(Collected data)
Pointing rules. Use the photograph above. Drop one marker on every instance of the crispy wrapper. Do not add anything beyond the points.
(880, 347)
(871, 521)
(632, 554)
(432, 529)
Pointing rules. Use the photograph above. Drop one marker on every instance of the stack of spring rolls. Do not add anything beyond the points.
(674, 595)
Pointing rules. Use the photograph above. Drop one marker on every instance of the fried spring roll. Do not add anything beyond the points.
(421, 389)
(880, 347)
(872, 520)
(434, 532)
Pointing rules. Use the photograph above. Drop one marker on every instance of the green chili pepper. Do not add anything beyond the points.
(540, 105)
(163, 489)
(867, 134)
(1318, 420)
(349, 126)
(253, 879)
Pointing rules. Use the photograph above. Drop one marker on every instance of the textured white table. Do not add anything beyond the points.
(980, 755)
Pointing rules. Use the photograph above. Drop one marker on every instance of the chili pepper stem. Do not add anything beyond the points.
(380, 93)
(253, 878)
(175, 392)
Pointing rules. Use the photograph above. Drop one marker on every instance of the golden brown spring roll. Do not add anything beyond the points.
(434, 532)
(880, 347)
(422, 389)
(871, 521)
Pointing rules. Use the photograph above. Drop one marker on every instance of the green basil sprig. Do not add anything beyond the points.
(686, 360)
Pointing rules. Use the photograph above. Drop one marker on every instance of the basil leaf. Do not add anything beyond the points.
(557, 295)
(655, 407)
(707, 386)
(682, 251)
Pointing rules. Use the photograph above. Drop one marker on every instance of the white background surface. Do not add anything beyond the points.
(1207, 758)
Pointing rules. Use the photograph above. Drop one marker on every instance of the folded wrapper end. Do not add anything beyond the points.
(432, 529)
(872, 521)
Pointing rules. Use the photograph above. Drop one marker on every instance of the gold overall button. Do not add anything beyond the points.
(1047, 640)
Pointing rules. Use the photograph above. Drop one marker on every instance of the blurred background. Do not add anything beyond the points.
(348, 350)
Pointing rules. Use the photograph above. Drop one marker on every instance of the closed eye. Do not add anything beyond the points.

**The problem**.
Output all the items above as a JSON list of strings, one string per line, leaving out blank lines.

**Correct output**.
[
  "Pointing rules. Use the photograph above. Drop one marker on every instance of the crispy wrapper. Do not add anything beyond the points.",
  "(880, 347)",
  "(871, 521)",
  "(632, 554)",
  "(432, 529)",
  "Pointing rules. Use the photograph above. Drop one marker on every instance of the stack of spring rolls. Do not add anything beyond the points.",
  "(674, 595)",
  "Pointing rules. Use the photograph above. Drop one marker on every instance of the fried spring roll. Do not add anything beyond the points.",
  "(421, 389)",
  "(880, 347)",
  "(872, 520)",
  "(434, 532)",
  "Pointing rules. Use the photograph above. Drop one marker on every instance of the green chili pepper. Do not add anything beyond the points.",
  "(540, 105)",
  "(163, 489)",
  "(867, 134)",
  "(1318, 420)",
  "(349, 126)",
  "(253, 879)",
  "Pointing rules. Use the photograph above. Drop one marker on every instance of the textured white table. Do not add anything beyond the points.",
  "(980, 755)",
  "Pointing rules. Use the photograph above. Drop one marker on every instance of the chili pepper stem. Do not add anything beyond the points.",
  "(380, 93)",
  "(253, 878)",
  "(175, 392)",
  "Pointing rules. Use the photograph above. Drop one marker on every instance of the golden brown spring roll. Do not add anything beyond the points.",
  "(434, 532)",
  "(880, 347)",
  "(422, 389)",
  "(871, 521)",
  "Pointing rules. Use the photograph above. Drop one marker on every instance of the green basil sprig. Do not add anything beyond the points.",
  "(686, 360)",
  "Pointing rules. Use the photograph above. Drop one marker on every instance of the basil leaf. Do not add anything beyond the points.",
  "(557, 295)",
  "(655, 407)",
  "(707, 386)",
  "(682, 251)",
  "Pointing rules. Use the photograph above. Drop one marker on every instance of the white background surface. Do not add anything beyond the points.",
  "(1207, 758)",
  "Pointing rules. Use the photograph above. Drop one marker on every instance of the folded wrapper end. Do not add anything beyond the points.",
  "(432, 529)",
  "(872, 521)",
  "Pointing rules. Use the photograph above. Drop one marker on every instance of the gold overall button. Do not add anything beyond the points.",
  "(1047, 640)",
  "Pointing rules. Use the photograph above. Drop one marker on every instance of the blurred background. Do not add anything beyond the points.",
  "(348, 350)",
  "Pointing rules. Use the photograph above. Drop one marker on every instance of the closed eye. Do not add anything beyond the points."
]